> Dataset:
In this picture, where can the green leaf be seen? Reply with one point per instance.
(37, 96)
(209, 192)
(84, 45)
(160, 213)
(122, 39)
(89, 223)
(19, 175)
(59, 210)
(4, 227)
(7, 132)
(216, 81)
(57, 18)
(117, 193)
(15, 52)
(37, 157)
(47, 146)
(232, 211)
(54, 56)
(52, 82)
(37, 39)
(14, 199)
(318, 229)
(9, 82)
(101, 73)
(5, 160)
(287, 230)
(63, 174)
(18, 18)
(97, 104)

> Task to complete:
Would you repeat all of the entries exactly?

> Task solution:
In this picture, where can the green leaf be seen? Reply with one point per instance.
(37, 96)
(209, 192)
(84, 45)
(160, 213)
(122, 39)
(89, 223)
(19, 175)
(59, 210)
(4, 227)
(7, 132)
(216, 81)
(57, 18)
(117, 193)
(15, 52)
(37, 157)
(47, 146)
(232, 211)
(54, 56)
(52, 82)
(37, 39)
(14, 199)
(318, 229)
(9, 82)
(101, 73)
(5, 160)
(287, 230)
(63, 174)
(18, 18)
(97, 104)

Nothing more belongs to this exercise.